In the records below, copy word for word the lines from the one containing "Label every instance of car mirror" to the one containing "139, 10, 200, 186". Include both of those lines and nothing else.

_Record set_.
● ● ● ●

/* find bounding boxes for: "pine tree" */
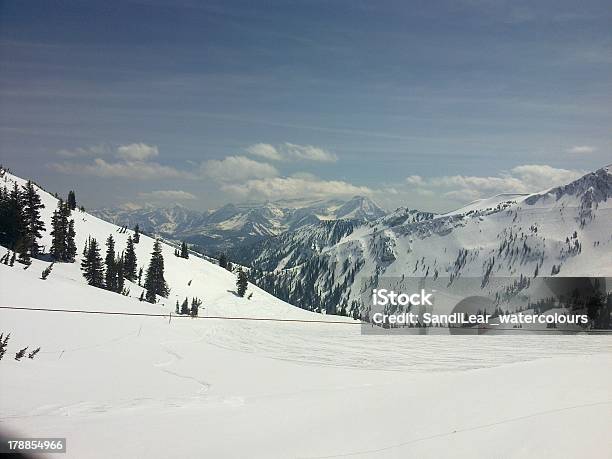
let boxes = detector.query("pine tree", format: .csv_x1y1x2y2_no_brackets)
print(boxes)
0,333,11,360
23,180,45,258
181,241,189,258
0,183,25,251
15,346,28,362
83,236,91,256
104,234,117,292
123,236,136,282
40,262,55,280
115,255,125,293
28,347,40,359
181,298,189,315
66,220,77,262
81,237,104,288
67,190,76,210
49,199,70,261
144,240,170,303
236,268,248,297
190,297,202,317
219,253,227,268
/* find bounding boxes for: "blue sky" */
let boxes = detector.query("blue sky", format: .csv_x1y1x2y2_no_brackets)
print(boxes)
0,0,612,210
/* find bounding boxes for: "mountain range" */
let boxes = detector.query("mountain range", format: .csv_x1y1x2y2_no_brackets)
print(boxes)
243,166,612,317
92,196,386,255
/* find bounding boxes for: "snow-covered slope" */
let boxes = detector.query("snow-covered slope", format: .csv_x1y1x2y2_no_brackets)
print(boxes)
94,196,385,256
0,172,612,459
0,173,326,318
245,167,612,316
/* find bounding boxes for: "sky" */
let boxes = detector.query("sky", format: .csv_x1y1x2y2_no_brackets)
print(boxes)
0,0,612,211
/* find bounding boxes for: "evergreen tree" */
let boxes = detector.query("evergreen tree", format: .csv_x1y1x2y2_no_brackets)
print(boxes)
219,253,227,269
50,199,76,261
144,240,170,303
236,268,248,297
23,180,45,257
115,255,125,293
66,220,77,261
67,190,76,210
190,297,202,317
104,234,117,292
0,183,25,251
123,236,136,282
81,237,104,288
181,241,189,258
28,347,40,359
181,298,189,315
15,346,28,362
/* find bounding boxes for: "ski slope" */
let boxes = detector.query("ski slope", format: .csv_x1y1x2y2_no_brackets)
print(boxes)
0,171,612,458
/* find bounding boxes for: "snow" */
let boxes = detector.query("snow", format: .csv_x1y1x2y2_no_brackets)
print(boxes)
0,171,612,458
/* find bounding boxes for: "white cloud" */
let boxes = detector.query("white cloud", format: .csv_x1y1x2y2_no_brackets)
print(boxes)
406,175,423,185
50,158,193,180
57,145,113,158
222,174,373,199
246,143,283,161
49,143,195,180
200,156,278,182
406,164,584,201
117,143,159,161
567,145,597,155
138,190,197,201
246,142,338,163
283,142,338,163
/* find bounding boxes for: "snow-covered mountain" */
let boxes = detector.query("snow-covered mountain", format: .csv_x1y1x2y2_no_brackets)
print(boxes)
0,172,326,317
94,196,386,255
244,166,612,316
0,170,612,459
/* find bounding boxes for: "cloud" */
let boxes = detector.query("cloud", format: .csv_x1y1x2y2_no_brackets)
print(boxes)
567,145,597,155
138,190,197,201
246,143,283,161
406,175,424,185
51,158,193,180
49,143,191,180
57,145,113,158
283,142,338,163
406,164,585,202
200,156,278,183
246,142,338,163
117,143,159,161
222,174,373,199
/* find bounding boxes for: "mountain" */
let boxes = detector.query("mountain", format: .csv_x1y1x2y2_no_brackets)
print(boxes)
94,196,386,255
244,166,612,317
0,172,314,317
0,169,612,459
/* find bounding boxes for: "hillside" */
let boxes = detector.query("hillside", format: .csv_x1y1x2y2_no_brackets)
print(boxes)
0,171,612,458
93,196,386,256
245,166,612,317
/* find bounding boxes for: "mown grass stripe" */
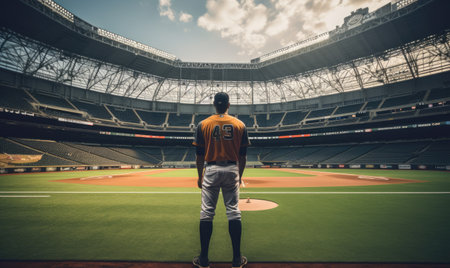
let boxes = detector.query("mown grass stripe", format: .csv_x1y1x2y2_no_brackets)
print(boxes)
0,191,450,195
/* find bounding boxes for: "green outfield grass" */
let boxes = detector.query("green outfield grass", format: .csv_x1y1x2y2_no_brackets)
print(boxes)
0,169,450,263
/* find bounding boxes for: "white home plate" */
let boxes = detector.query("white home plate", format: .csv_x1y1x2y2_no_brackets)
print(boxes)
239,198,278,211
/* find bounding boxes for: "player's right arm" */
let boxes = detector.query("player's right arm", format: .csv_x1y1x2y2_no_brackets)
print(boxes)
239,126,250,184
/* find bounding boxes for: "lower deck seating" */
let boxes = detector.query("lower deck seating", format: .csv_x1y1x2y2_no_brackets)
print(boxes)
0,138,450,166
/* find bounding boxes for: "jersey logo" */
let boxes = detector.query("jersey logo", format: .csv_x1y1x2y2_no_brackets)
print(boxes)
212,124,234,142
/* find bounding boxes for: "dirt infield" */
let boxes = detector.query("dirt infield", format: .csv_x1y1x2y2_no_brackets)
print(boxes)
57,169,418,188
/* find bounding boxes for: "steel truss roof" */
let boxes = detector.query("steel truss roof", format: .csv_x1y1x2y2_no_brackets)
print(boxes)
0,28,450,104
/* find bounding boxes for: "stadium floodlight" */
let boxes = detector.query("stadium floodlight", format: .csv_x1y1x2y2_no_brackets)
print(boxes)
97,28,177,61
38,0,74,23
392,0,417,10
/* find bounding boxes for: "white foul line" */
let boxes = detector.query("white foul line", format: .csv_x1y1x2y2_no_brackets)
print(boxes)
0,191,450,197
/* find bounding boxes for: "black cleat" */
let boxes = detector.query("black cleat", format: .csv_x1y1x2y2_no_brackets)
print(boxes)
232,256,247,268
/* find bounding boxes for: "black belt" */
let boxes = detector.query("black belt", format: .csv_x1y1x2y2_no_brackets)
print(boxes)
207,161,237,165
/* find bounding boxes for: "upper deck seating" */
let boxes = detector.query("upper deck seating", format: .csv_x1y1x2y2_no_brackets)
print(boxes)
167,113,192,127
427,88,450,101
256,113,284,127
381,91,426,108
71,100,112,120
194,114,211,126
307,107,335,119
0,86,34,112
283,111,308,125
364,100,381,111
108,106,140,124
32,93,74,110
136,110,167,126
334,103,363,115
237,114,255,128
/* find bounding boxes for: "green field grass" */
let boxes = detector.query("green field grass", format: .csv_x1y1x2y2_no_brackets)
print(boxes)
0,169,450,263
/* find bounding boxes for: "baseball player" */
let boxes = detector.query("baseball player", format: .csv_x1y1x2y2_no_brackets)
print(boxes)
193,92,249,268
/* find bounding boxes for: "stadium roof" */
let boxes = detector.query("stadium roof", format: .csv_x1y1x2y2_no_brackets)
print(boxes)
0,0,450,81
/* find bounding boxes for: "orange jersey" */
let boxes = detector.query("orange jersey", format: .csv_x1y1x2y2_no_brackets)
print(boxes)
193,114,249,162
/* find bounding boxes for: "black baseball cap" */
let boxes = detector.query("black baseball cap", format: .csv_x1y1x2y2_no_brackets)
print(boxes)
214,92,230,106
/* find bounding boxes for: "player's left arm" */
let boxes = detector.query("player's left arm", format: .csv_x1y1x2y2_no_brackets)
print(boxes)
239,127,250,184
193,122,205,189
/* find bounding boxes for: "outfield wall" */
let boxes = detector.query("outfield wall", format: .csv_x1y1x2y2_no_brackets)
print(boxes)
0,162,450,174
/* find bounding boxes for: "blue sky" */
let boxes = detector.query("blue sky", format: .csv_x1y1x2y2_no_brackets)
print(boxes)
55,0,390,62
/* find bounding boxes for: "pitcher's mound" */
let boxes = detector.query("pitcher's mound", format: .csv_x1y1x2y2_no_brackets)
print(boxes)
239,198,278,211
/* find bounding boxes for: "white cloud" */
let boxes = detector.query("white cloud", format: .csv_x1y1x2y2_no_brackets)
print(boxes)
197,0,268,54
159,0,175,21
196,0,390,57
180,11,192,23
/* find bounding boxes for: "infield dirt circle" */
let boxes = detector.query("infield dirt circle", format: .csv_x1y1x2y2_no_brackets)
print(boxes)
57,169,418,211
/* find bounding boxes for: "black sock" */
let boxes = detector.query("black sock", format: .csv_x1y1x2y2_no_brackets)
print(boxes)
200,221,212,261
228,220,242,262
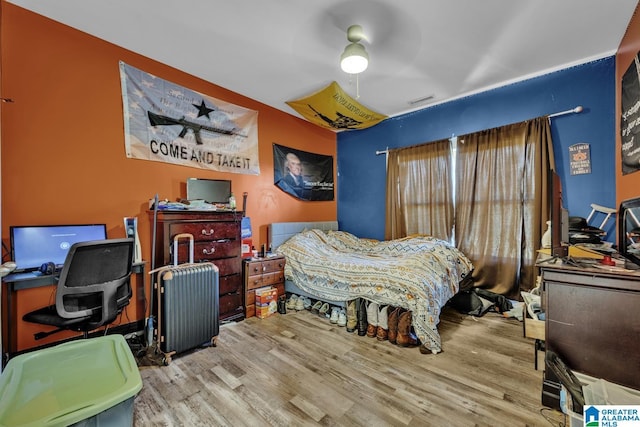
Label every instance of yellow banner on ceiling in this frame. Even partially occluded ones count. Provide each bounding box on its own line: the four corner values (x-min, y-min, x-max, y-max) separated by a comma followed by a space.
287, 82, 387, 130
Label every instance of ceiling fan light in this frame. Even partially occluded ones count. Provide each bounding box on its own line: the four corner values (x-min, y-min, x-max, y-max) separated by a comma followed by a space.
340, 43, 369, 74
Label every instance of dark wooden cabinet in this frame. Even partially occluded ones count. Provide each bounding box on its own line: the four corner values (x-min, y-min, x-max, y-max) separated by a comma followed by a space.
540, 265, 640, 408
244, 256, 285, 317
152, 211, 244, 321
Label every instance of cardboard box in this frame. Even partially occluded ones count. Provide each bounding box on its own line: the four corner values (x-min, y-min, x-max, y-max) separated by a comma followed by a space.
255, 287, 278, 319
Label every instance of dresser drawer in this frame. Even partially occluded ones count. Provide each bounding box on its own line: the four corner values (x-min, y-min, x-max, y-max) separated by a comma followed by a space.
218, 274, 242, 295
170, 240, 241, 262
211, 258, 242, 277
246, 258, 284, 276
262, 258, 284, 273
169, 221, 238, 242
262, 271, 284, 286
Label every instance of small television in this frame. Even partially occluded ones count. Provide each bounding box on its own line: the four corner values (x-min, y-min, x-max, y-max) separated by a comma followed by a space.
9, 224, 107, 272
549, 171, 569, 258
618, 197, 640, 268
187, 178, 231, 204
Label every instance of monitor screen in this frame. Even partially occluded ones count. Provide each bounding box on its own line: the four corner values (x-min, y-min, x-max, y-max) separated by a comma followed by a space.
618, 197, 640, 268
187, 178, 231, 203
10, 224, 107, 271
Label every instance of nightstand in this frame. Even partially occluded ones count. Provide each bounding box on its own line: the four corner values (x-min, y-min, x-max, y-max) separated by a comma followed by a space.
243, 256, 285, 317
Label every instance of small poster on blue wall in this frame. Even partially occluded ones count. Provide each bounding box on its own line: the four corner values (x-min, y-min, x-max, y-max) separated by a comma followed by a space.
569, 142, 591, 175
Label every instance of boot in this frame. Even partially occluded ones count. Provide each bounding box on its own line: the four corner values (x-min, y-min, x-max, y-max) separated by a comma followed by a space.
367, 302, 378, 338
347, 300, 358, 332
356, 298, 368, 337
376, 305, 389, 341
387, 307, 402, 344
396, 311, 418, 347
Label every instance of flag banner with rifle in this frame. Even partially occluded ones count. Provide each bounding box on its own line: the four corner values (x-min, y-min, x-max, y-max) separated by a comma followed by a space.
287, 82, 387, 130
120, 62, 260, 175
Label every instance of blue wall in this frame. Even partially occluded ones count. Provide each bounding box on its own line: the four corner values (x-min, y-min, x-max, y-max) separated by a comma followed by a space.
337, 56, 616, 241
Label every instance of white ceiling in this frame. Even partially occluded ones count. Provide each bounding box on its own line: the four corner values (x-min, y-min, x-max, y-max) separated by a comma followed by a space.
8, 0, 637, 121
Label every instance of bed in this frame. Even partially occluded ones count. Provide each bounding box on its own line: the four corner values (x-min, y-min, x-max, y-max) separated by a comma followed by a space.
269, 221, 473, 353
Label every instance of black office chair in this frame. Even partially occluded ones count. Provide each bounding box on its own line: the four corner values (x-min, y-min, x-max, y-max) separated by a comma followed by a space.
22, 238, 134, 340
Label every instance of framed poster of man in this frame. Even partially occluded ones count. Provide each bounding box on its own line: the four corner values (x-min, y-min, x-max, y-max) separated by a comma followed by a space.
273, 144, 334, 201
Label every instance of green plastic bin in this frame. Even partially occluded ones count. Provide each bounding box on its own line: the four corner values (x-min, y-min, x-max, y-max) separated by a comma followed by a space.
0, 335, 142, 427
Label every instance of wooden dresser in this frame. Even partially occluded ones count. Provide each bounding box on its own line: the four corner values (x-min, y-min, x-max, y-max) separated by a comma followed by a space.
151, 211, 244, 321
244, 256, 285, 317
538, 264, 640, 407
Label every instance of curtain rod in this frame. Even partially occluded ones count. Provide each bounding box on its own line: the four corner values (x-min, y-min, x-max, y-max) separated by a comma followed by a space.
547, 105, 583, 118
376, 105, 584, 156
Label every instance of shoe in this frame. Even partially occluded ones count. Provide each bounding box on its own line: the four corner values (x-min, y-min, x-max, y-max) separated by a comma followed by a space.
346, 300, 358, 332
287, 294, 298, 310
367, 302, 378, 338
356, 298, 368, 337
318, 302, 329, 317
376, 305, 389, 341
329, 307, 339, 323
387, 307, 402, 344
396, 311, 418, 347
338, 308, 347, 327
311, 301, 322, 314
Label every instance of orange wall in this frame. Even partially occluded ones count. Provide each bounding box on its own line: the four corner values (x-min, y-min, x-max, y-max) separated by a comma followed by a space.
615, 5, 640, 206
0, 1, 337, 348
2, 3, 336, 254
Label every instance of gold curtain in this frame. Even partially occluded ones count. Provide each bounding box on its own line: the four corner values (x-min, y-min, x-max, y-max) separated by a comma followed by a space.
385, 117, 555, 299
385, 140, 454, 241
456, 117, 554, 299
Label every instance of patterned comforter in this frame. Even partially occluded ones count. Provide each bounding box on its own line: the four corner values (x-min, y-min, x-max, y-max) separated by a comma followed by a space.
276, 230, 473, 353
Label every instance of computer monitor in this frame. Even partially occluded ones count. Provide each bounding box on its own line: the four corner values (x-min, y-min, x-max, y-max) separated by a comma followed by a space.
187, 178, 231, 203
618, 197, 640, 269
10, 224, 107, 272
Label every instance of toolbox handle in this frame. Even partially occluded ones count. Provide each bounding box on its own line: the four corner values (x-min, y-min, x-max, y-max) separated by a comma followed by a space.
173, 233, 193, 265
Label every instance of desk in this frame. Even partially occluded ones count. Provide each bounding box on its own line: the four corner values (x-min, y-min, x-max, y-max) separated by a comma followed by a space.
2, 261, 146, 366
538, 263, 640, 407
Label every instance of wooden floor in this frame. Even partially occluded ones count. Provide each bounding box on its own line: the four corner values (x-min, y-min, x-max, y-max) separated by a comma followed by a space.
134, 308, 564, 426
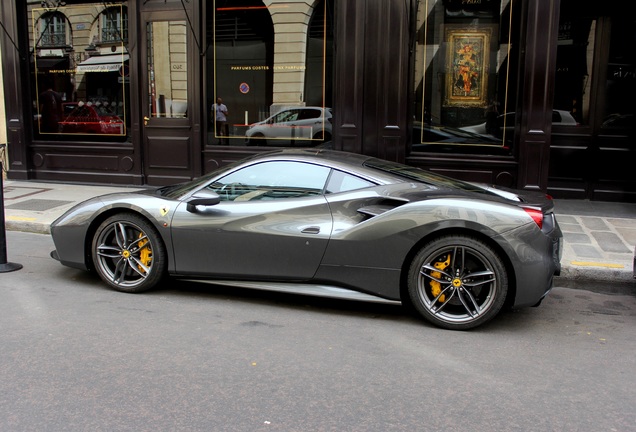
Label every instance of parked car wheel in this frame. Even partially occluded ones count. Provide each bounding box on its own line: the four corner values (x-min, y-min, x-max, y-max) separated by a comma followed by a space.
91, 213, 167, 293
408, 235, 508, 330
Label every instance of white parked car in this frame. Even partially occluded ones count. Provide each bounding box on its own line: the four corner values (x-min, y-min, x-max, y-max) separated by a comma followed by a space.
245, 107, 332, 146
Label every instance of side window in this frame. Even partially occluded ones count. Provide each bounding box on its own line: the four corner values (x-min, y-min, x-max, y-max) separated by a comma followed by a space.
327, 171, 376, 193
208, 161, 330, 201
298, 109, 320, 120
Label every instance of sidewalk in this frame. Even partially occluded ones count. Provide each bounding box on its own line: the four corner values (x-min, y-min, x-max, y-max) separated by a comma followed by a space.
3, 180, 636, 295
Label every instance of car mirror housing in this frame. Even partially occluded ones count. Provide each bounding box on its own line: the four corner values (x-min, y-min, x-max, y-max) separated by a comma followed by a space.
186, 189, 221, 213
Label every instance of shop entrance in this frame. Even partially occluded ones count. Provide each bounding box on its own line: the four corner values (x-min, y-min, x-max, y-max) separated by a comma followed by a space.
139, 10, 200, 186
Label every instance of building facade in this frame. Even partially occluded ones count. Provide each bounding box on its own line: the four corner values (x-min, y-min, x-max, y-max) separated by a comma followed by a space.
0, 0, 636, 202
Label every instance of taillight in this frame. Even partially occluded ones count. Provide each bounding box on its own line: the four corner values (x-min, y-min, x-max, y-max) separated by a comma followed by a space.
523, 207, 543, 229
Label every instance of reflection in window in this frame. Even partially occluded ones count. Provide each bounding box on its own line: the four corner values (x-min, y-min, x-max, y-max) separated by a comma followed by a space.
40, 12, 66, 47
102, 7, 128, 42
408, 0, 519, 155
146, 21, 188, 118
28, 2, 129, 141
207, 0, 333, 146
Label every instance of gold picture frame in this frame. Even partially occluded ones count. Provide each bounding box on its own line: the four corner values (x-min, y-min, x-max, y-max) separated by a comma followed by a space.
446, 28, 491, 106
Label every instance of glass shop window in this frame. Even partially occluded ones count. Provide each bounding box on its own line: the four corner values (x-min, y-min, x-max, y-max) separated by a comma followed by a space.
206, 0, 334, 147
28, 2, 130, 142
552, 6, 598, 129
601, 14, 636, 137
408, 0, 520, 155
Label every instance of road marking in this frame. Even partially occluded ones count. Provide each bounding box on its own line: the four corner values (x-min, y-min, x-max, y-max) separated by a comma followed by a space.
7, 216, 37, 222
570, 261, 625, 268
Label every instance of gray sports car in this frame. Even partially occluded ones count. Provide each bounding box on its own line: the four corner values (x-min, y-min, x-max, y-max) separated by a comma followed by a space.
51, 149, 562, 329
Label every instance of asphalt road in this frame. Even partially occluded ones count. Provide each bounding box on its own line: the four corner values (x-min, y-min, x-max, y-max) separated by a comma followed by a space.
0, 232, 636, 432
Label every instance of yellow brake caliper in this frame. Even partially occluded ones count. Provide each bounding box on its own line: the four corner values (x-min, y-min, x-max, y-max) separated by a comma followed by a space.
431, 254, 450, 303
137, 233, 152, 273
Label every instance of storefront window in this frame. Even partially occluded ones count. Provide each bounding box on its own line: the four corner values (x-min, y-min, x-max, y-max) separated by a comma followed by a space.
29, 2, 130, 141
207, 0, 335, 146
409, 0, 519, 155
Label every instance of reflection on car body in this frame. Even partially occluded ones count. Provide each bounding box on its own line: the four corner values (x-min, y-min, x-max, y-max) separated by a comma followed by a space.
51, 149, 562, 330
245, 107, 332, 146
60, 102, 126, 135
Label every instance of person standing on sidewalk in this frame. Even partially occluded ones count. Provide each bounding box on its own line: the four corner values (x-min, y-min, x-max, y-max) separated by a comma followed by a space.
211, 97, 229, 145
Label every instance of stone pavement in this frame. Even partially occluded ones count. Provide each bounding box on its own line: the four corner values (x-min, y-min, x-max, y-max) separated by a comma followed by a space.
3, 180, 636, 295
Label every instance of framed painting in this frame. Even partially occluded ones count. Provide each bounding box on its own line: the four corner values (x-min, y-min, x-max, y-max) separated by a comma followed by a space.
446, 28, 491, 106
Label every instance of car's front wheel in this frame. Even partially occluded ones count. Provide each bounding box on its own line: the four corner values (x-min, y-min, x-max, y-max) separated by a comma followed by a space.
408, 235, 508, 330
91, 213, 167, 293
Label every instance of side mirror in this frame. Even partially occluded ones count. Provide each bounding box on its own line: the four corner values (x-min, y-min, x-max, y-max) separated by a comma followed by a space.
186, 189, 221, 213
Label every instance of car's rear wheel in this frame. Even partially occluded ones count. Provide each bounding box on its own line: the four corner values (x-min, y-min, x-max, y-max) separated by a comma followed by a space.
408, 235, 508, 330
246, 132, 267, 146
91, 213, 167, 293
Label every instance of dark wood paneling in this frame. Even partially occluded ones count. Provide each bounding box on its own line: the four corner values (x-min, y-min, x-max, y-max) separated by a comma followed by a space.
334, 0, 411, 161
517, 0, 559, 191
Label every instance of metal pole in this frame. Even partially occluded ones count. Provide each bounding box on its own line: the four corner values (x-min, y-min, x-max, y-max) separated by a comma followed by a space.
0, 161, 22, 273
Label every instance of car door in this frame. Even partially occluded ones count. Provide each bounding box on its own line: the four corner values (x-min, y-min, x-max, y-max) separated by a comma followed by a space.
172, 161, 333, 280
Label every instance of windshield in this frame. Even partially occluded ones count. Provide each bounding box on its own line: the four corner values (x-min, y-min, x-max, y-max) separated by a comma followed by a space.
157, 161, 242, 199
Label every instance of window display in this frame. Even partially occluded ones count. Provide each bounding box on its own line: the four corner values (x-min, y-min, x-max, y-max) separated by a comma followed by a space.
408, 0, 519, 155
28, 2, 130, 141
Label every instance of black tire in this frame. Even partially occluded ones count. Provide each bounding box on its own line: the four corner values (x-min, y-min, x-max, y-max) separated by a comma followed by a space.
247, 132, 267, 146
407, 235, 508, 330
91, 213, 167, 293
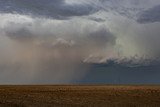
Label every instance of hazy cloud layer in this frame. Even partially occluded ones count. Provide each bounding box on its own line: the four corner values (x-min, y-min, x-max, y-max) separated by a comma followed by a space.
0, 0, 98, 19
137, 5, 160, 23
0, 0, 160, 84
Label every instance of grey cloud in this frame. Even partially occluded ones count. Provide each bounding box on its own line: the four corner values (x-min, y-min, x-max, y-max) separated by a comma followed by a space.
0, 14, 116, 84
0, 0, 98, 19
137, 5, 160, 23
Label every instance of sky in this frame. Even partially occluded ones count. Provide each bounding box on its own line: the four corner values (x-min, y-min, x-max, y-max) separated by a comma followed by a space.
0, 0, 160, 84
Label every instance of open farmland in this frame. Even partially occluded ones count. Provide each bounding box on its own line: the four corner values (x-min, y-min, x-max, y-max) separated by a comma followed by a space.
0, 85, 160, 107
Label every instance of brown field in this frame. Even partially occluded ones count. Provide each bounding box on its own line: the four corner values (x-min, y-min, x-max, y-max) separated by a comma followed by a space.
0, 85, 160, 107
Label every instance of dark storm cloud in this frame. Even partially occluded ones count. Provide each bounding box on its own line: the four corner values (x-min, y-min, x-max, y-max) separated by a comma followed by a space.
137, 5, 160, 23
0, 0, 97, 19
0, 14, 116, 84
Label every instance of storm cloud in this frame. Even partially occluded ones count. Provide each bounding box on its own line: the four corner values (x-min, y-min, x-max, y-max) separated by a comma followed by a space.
0, 0, 160, 84
137, 5, 160, 23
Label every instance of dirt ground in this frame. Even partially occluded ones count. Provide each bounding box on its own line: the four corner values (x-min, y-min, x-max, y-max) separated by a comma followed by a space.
0, 85, 160, 107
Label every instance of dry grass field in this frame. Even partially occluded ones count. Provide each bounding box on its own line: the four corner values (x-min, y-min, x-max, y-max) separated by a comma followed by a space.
0, 85, 160, 107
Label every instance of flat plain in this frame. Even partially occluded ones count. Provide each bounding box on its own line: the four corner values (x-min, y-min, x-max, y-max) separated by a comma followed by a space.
0, 85, 160, 107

● ● ● ●

_Task response_.
Label every instance of car mirror housing in this frame. Even partially occluded ones count. Provide each bounding box on its own line: the four corner values (x-min, y-min, x-max, y-max) separated by a comma followed by a space.
186, 189, 221, 213
Label every instance of shop entrance in this frame. Even partially occluded ones count. Provide each bounding box on its own line: the four corner values (x-min, y-min, x-max, y-max) separated by a comma followed by a space.
139, 10, 200, 186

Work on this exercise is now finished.